Return only the lines starting at the line that contains "of the puma" and ending with the final line of the listing; include both endpoints.

# # #

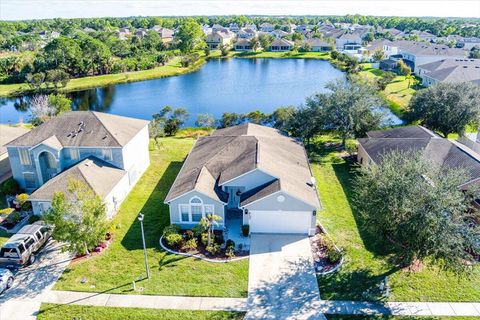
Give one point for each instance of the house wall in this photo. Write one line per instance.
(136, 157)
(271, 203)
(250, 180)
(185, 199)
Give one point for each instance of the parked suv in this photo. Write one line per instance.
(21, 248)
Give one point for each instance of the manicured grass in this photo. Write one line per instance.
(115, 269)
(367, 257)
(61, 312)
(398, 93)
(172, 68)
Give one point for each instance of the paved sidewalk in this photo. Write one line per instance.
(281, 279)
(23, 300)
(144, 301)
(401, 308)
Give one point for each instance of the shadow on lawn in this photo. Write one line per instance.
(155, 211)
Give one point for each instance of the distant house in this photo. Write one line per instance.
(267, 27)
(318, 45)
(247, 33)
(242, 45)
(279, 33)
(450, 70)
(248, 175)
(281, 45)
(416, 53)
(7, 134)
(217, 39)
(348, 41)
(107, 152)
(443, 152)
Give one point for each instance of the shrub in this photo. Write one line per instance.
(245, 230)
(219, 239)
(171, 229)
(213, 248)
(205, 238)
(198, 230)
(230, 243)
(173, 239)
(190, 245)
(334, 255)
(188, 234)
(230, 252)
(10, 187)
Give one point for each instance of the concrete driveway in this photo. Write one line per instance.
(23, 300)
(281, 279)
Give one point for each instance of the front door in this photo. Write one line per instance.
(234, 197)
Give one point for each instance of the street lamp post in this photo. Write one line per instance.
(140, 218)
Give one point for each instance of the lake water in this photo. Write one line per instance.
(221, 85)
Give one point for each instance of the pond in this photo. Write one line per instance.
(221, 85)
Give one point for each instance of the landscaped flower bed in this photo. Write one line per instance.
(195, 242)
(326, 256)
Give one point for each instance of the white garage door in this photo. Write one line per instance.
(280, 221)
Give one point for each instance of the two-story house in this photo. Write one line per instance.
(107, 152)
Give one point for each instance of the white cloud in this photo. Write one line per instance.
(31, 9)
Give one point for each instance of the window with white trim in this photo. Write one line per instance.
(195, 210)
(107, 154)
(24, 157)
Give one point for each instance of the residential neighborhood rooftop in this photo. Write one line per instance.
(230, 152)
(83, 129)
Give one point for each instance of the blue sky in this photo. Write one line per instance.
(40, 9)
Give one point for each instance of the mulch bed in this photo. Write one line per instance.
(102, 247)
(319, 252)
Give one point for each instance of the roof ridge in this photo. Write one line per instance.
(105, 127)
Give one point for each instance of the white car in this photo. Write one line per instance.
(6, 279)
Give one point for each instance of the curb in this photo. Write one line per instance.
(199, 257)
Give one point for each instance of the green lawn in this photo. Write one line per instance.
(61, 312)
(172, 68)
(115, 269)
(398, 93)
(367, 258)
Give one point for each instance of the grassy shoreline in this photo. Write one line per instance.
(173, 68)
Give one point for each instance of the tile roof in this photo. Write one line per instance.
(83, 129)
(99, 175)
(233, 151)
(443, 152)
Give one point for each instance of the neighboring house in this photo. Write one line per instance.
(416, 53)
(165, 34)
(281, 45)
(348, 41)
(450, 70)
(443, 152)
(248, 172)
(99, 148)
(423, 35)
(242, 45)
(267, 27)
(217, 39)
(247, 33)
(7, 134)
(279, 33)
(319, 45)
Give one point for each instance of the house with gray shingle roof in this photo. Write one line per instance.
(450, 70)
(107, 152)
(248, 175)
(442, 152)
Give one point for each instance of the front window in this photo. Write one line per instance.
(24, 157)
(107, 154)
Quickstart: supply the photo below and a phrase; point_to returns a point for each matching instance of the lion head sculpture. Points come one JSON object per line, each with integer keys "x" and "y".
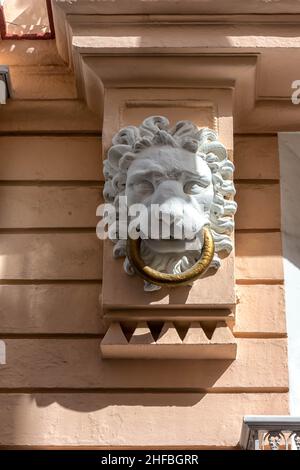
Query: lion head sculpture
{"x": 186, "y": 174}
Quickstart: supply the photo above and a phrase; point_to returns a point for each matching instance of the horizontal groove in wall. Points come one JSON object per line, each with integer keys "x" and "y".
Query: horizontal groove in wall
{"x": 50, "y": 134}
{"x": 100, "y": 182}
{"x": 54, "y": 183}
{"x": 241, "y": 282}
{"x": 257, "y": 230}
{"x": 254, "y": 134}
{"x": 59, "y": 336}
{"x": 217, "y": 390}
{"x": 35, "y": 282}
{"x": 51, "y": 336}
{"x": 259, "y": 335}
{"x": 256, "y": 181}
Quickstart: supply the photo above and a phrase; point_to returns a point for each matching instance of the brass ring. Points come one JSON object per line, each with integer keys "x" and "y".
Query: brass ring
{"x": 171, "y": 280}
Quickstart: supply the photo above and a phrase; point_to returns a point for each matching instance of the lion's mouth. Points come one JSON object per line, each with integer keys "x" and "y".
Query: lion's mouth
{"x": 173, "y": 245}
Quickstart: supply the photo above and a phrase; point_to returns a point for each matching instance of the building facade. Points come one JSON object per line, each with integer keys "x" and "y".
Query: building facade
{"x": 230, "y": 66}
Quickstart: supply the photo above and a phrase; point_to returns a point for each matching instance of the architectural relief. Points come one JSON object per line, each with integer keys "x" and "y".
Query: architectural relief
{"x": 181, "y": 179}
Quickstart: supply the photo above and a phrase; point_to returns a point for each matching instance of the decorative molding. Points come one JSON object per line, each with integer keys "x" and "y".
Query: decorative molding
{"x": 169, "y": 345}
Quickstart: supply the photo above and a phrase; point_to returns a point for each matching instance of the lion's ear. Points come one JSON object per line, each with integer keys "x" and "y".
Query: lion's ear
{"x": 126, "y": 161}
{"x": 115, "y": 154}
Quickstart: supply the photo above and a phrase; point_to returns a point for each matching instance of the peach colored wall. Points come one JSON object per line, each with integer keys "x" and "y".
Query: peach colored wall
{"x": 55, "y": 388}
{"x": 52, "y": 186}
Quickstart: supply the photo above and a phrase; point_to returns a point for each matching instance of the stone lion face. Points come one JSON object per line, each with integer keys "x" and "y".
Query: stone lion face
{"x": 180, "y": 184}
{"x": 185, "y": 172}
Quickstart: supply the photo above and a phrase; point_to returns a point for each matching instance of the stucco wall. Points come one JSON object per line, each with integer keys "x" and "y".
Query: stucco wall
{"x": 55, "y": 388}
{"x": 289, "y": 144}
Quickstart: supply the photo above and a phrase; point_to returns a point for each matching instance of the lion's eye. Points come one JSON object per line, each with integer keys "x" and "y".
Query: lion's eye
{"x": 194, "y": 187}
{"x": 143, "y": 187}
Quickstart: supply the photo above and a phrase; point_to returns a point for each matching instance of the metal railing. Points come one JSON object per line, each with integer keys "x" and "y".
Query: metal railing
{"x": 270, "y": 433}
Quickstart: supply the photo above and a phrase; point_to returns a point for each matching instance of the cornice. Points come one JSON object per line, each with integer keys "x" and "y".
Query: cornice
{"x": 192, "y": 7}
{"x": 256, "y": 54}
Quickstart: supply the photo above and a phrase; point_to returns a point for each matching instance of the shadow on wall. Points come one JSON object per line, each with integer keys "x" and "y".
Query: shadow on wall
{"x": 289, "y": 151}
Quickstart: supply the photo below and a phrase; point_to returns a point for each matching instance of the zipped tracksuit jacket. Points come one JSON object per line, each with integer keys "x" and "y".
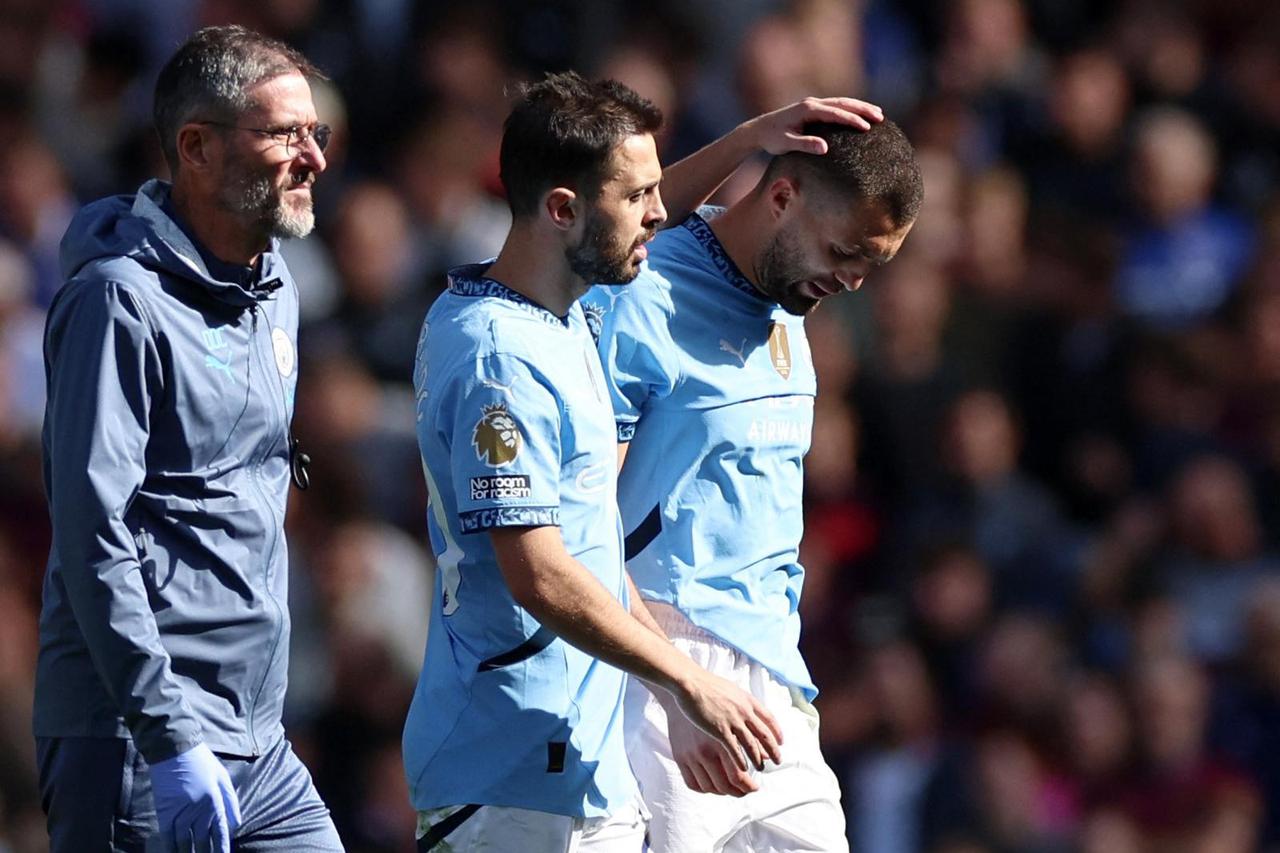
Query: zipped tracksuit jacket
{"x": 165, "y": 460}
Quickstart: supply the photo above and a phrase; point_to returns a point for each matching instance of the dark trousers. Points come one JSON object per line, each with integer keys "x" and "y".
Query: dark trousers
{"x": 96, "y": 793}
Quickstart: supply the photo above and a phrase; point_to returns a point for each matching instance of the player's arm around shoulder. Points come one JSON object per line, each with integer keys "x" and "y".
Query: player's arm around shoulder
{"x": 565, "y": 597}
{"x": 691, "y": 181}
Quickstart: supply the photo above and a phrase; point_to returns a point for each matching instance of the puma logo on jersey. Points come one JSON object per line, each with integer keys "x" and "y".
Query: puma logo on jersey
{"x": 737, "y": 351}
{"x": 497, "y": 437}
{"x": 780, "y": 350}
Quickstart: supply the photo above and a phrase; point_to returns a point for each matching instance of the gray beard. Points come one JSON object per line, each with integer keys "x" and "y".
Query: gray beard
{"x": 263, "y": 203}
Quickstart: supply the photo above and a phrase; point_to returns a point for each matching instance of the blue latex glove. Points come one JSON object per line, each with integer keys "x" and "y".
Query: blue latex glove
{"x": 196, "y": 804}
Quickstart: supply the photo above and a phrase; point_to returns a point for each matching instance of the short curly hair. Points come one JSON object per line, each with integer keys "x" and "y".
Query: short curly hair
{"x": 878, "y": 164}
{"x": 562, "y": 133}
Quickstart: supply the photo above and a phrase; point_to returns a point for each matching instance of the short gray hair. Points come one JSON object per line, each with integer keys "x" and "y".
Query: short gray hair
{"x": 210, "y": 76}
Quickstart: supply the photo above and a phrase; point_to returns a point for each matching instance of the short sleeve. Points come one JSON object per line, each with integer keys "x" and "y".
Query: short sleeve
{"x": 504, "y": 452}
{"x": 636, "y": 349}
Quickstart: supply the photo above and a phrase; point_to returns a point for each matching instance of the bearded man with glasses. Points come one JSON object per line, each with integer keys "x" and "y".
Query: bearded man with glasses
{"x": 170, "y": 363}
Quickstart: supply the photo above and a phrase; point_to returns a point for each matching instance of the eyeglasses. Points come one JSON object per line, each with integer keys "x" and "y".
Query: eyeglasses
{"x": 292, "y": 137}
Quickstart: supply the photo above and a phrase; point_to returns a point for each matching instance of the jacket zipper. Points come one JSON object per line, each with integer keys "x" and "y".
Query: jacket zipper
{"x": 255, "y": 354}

# # #

### The solution
Quickstart: supply the photo above and a phrase; point_to returns a point for each matching instance of the puma logo on jersey. Points come one JSON object per line, each with integer keys "x" and "y".
Query: puma logo on jersey
{"x": 737, "y": 351}
{"x": 497, "y": 437}
{"x": 780, "y": 350}
Quickstart: supply the photo above and a phrase; point_to returns a point for each matching instance of the gray beard. Points come one JSON object per line, each with integer keys "x" and "y".
Query: gray beard
{"x": 263, "y": 203}
Quickstart: supply the photo above and a phrase; point_to returns a point for each matching instance of the blue latex glove. Points come one JSON object per line, each with integer keys "x" and "y".
Query: blue latex glove
{"x": 196, "y": 804}
Quickstart: supply the photo above and a phrase; point_to returns a point for each matching instance of the short curly hair. Points come one JSON object per line, each with integer keys "x" and "y".
Query: short curly hair
{"x": 878, "y": 164}
{"x": 562, "y": 133}
Quickstart: supply the photo above and a phrase; point_to returns a point for each matching instance of the short gray hair. Points come one JSON object per line, each with integer keys "x" and "y".
Query: short gray hair
{"x": 210, "y": 76}
Quickstart: supply the photo above and a phrase; point_to returns a point for each matching instance of the short sleeve. Points come one JSON object per line, each with integer keys "x" and "y".
Query: short sleeve
{"x": 504, "y": 452}
{"x": 636, "y": 349}
Quickstart: supply the photo above and a phrase; point_to returns a point for each matching instance of the bearded man with glasses. Points come one JSON object per line, each with integer keys "x" and "y".
Query: bearded man with glasses
{"x": 170, "y": 363}
Quickstart: supply the photo above and a phrase; point_to returns a point for each matching instance of the eyeglasses. Points come one JSON object per line, each with integer keys "x" and "y".
Query: eyeglasses
{"x": 292, "y": 137}
Quickstart: supply the photo above and a phrase; point_to returns a point for each matching instance of the jacket zipper. Points come one JSON object per line, each with integer keys "x" and "y".
Query: jacket zipper
{"x": 255, "y": 354}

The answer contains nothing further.